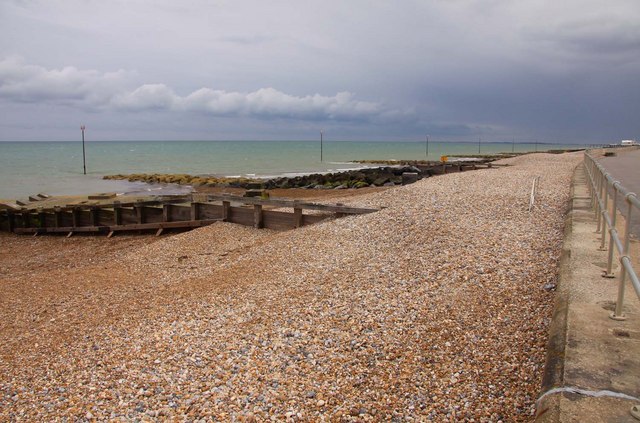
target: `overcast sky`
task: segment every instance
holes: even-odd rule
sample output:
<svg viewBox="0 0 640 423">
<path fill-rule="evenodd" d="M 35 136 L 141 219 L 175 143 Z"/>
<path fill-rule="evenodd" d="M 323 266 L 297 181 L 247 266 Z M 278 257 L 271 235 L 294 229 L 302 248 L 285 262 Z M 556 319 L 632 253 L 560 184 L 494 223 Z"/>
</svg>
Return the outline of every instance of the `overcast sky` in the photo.
<svg viewBox="0 0 640 423">
<path fill-rule="evenodd" d="M 638 0 L 2 0 L 0 140 L 640 138 Z"/>
</svg>

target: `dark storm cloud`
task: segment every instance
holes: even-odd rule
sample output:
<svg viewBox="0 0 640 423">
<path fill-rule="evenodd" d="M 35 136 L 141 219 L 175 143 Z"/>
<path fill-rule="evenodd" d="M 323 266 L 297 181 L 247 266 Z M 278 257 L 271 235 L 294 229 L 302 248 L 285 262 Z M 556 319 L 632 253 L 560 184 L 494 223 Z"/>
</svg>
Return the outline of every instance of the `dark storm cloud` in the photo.
<svg viewBox="0 0 640 423">
<path fill-rule="evenodd" d="M 637 22 L 636 0 L 7 1 L 0 137 L 633 138 Z"/>
</svg>

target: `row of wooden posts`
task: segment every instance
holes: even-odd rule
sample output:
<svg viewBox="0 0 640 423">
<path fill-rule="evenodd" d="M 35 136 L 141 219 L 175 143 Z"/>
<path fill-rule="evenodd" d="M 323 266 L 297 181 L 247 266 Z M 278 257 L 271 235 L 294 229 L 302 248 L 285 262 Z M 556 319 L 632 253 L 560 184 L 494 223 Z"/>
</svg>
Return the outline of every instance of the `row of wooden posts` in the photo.
<svg viewBox="0 0 640 423">
<path fill-rule="evenodd" d="M 103 205 L 69 205 L 52 209 L 4 210 L 0 230 L 18 234 L 104 233 L 119 231 L 196 228 L 224 221 L 255 228 L 288 230 L 310 225 L 330 217 L 378 211 L 291 200 L 264 200 L 236 196 L 209 195 L 204 201 L 173 203 L 168 201 L 113 202 Z M 292 209 L 274 210 L 274 209 Z M 305 210 L 319 213 L 308 214 Z"/>
</svg>

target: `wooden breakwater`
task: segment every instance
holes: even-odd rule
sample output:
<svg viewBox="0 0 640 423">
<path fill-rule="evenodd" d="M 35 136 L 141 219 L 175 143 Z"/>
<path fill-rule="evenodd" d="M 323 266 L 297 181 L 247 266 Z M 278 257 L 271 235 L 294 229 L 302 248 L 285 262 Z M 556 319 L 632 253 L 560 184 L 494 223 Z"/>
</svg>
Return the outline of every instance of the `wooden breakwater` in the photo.
<svg viewBox="0 0 640 423">
<path fill-rule="evenodd" d="M 199 197 L 204 198 L 201 201 L 180 203 L 165 199 L 7 209 L 0 212 L 0 230 L 33 235 L 66 233 L 71 236 L 74 233 L 93 233 L 109 237 L 120 231 L 153 230 L 156 235 L 160 235 L 167 229 L 191 229 L 219 221 L 255 228 L 289 230 L 332 217 L 378 211 L 341 204 L 326 205 L 292 200 L 223 195 Z"/>
</svg>

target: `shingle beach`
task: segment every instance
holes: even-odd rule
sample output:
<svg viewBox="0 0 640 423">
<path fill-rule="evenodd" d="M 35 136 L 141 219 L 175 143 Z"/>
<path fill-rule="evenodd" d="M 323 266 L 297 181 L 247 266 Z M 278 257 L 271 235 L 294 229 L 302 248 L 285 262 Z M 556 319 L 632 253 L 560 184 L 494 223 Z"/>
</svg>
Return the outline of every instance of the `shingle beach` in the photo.
<svg viewBox="0 0 640 423">
<path fill-rule="evenodd" d="M 581 158 L 341 197 L 384 208 L 288 232 L 2 234 L 0 420 L 532 421 Z"/>
</svg>

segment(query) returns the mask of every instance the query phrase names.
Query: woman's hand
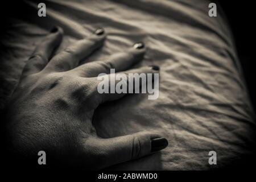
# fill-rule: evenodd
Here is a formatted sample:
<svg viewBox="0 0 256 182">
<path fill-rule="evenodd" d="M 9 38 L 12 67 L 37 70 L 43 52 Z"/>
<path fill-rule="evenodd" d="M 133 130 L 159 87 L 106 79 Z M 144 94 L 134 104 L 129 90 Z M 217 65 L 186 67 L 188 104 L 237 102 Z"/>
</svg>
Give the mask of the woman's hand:
<svg viewBox="0 0 256 182">
<path fill-rule="evenodd" d="M 125 95 L 98 93 L 97 75 L 109 73 L 110 68 L 125 71 L 142 60 L 143 44 L 114 54 L 108 61 L 77 67 L 81 60 L 102 46 L 106 35 L 98 29 L 50 59 L 63 35 L 61 28 L 55 28 L 36 47 L 23 69 L 5 113 L 10 150 L 27 157 L 38 157 L 38 152 L 43 150 L 48 164 L 98 169 L 165 148 L 165 138 L 144 132 L 101 138 L 92 123 L 100 104 Z M 124 73 L 155 73 L 158 72 L 156 68 Z"/>
</svg>

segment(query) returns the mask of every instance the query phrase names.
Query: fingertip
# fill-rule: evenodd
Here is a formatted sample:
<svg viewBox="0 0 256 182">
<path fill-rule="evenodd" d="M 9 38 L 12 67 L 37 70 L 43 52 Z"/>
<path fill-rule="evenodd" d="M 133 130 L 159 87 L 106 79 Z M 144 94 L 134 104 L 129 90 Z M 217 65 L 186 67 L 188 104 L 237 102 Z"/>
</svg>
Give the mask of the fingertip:
<svg viewBox="0 0 256 182">
<path fill-rule="evenodd" d="M 166 148 L 168 144 L 168 140 L 163 137 L 151 139 L 151 152 L 154 152 Z"/>
<path fill-rule="evenodd" d="M 133 47 L 136 49 L 141 49 L 145 47 L 145 45 L 143 42 L 140 42 L 133 44 Z"/>
<path fill-rule="evenodd" d="M 152 70 L 156 71 L 160 71 L 160 68 L 159 68 L 159 67 L 158 67 L 158 66 L 157 66 L 157 65 L 150 65 L 150 67 L 151 68 L 151 69 Z"/>
</svg>

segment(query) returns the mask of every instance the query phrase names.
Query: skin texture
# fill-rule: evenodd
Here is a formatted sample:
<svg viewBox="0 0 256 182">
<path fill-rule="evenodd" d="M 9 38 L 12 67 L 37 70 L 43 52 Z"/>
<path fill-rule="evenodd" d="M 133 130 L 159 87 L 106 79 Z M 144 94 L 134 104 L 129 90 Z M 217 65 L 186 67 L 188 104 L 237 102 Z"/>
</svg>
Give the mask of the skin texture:
<svg viewBox="0 0 256 182">
<path fill-rule="evenodd" d="M 144 47 L 131 47 L 108 60 L 77 67 L 81 60 L 103 45 L 106 34 L 98 34 L 77 41 L 52 57 L 61 42 L 63 30 L 55 27 L 39 43 L 6 109 L 10 151 L 29 158 L 38 158 L 38 152 L 43 150 L 47 164 L 89 169 L 152 153 L 151 141 L 161 138 L 156 134 L 141 132 L 113 138 L 97 135 L 92 123 L 94 110 L 105 101 L 125 96 L 98 93 L 97 76 L 109 73 L 110 68 L 126 73 L 158 73 L 152 67 L 125 71 L 143 59 Z"/>
</svg>

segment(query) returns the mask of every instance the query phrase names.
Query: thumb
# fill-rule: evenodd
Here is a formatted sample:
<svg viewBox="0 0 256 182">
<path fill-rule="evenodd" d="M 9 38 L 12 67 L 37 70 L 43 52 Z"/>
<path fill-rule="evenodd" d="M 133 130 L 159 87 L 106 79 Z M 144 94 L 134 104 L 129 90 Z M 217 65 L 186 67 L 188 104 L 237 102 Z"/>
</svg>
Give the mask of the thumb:
<svg viewBox="0 0 256 182">
<path fill-rule="evenodd" d="M 93 141 L 95 140 L 94 141 Z M 94 138 L 92 145 L 100 154 L 102 168 L 140 158 L 166 148 L 167 140 L 158 134 L 139 132 L 108 139 Z"/>
</svg>

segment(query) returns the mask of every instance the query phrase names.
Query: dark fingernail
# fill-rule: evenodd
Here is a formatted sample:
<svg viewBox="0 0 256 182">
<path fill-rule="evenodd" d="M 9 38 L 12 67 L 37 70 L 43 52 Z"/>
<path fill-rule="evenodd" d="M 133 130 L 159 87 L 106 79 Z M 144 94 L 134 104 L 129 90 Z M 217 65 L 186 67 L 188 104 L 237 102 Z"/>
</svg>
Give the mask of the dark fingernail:
<svg viewBox="0 0 256 182">
<path fill-rule="evenodd" d="M 101 35 L 104 34 L 104 29 L 101 28 L 98 28 L 95 31 L 94 34 L 97 35 Z"/>
<path fill-rule="evenodd" d="M 51 31 L 51 32 L 52 33 L 55 33 L 58 31 L 58 28 L 57 27 L 54 27 L 52 29 Z"/>
<path fill-rule="evenodd" d="M 155 71 L 159 71 L 160 69 L 159 67 L 156 65 L 151 65 L 151 67 L 152 67 L 152 69 L 153 70 L 155 70 Z"/>
<path fill-rule="evenodd" d="M 168 141 L 165 138 L 158 138 L 151 139 L 151 152 L 164 149 L 168 146 Z"/>
<path fill-rule="evenodd" d="M 142 49 L 144 47 L 144 44 L 142 42 L 138 42 L 133 45 L 135 49 Z"/>
</svg>

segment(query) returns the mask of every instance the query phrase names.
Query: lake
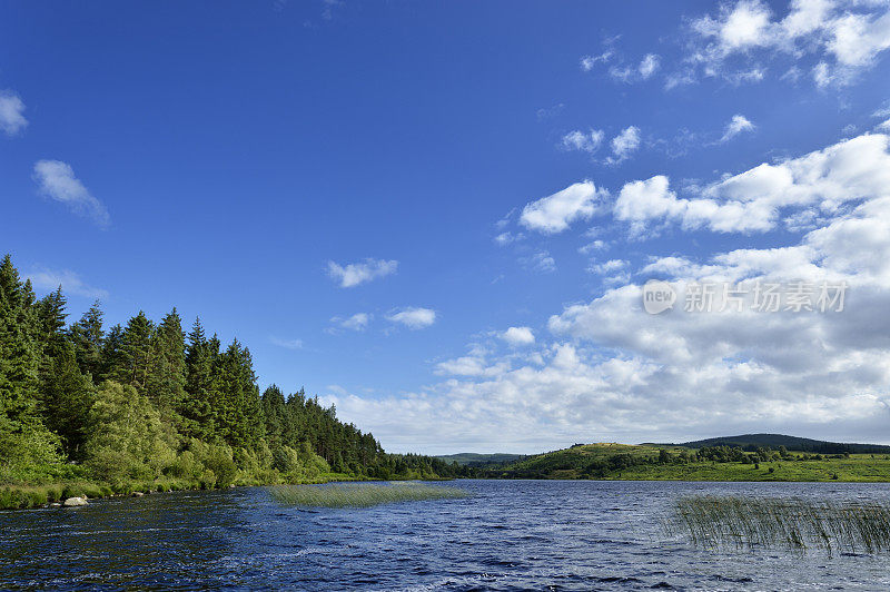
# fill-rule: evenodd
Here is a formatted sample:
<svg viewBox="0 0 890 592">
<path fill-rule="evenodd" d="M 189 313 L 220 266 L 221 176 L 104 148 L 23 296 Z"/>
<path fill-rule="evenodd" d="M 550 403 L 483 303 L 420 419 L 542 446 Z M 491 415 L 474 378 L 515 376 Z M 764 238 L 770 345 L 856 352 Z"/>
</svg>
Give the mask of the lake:
<svg viewBox="0 0 890 592">
<path fill-rule="evenodd" d="M 0 512 L 0 588 L 890 590 L 887 556 L 713 552 L 659 529 L 679 495 L 890 499 L 890 484 L 457 481 L 472 496 L 281 507 L 261 487 Z"/>
</svg>

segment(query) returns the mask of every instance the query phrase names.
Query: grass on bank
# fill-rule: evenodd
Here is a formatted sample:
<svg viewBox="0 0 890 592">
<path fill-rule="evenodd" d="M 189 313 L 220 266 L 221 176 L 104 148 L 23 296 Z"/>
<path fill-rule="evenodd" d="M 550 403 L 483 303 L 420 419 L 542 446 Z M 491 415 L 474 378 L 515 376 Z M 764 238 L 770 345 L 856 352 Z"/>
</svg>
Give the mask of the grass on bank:
<svg viewBox="0 0 890 592">
<path fill-rule="evenodd" d="M 354 483 L 344 485 L 276 485 L 273 499 L 284 505 L 300 507 L 369 507 L 396 502 L 453 500 L 466 497 L 457 487 L 423 483 Z"/>
<path fill-rule="evenodd" d="M 890 552 L 890 504 L 878 502 L 698 495 L 678 500 L 664 527 L 705 547 Z"/>
</svg>

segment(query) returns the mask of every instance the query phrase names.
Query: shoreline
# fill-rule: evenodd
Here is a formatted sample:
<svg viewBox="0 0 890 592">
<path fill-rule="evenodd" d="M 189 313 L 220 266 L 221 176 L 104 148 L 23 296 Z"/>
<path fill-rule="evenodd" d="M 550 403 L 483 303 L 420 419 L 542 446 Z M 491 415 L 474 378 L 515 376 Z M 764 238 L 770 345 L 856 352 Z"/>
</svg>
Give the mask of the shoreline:
<svg viewBox="0 0 890 592">
<path fill-rule="evenodd" d="M 890 480 L 779 480 L 779 478 L 554 478 L 554 477 L 476 477 L 466 478 L 467 481 L 560 481 L 560 482 L 602 482 L 602 483 L 825 483 L 825 484 L 887 484 Z M 317 480 L 307 480 L 291 483 L 230 483 L 224 486 L 206 487 L 200 484 L 171 481 L 156 482 L 129 482 L 126 484 L 97 484 L 90 482 L 78 483 L 50 483 L 42 485 L 6 484 L 0 485 L 0 512 L 16 510 L 39 510 L 50 507 L 65 507 L 66 500 L 81 497 L 89 503 L 91 500 L 111 500 L 122 497 L 141 497 L 144 495 L 157 495 L 180 491 L 225 491 L 238 487 L 268 487 L 274 485 L 323 485 L 326 483 L 350 483 L 350 482 L 372 482 L 382 481 L 367 477 L 352 477 L 347 475 L 330 475 Z M 415 481 L 415 480 L 388 480 L 388 481 Z M 455 481 L 452 478 L 437 480 L 416 480 L 416 481 Z M 86 504 L 83 504 L 86 505 Z"/>
</svg>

........

Pick out every line above that contains the string "fingernail", matching case exactly, and copy each one in full.

▶ **Answer for this exercise**
Query: dark fingernail
Give the mask of the dark fingernail:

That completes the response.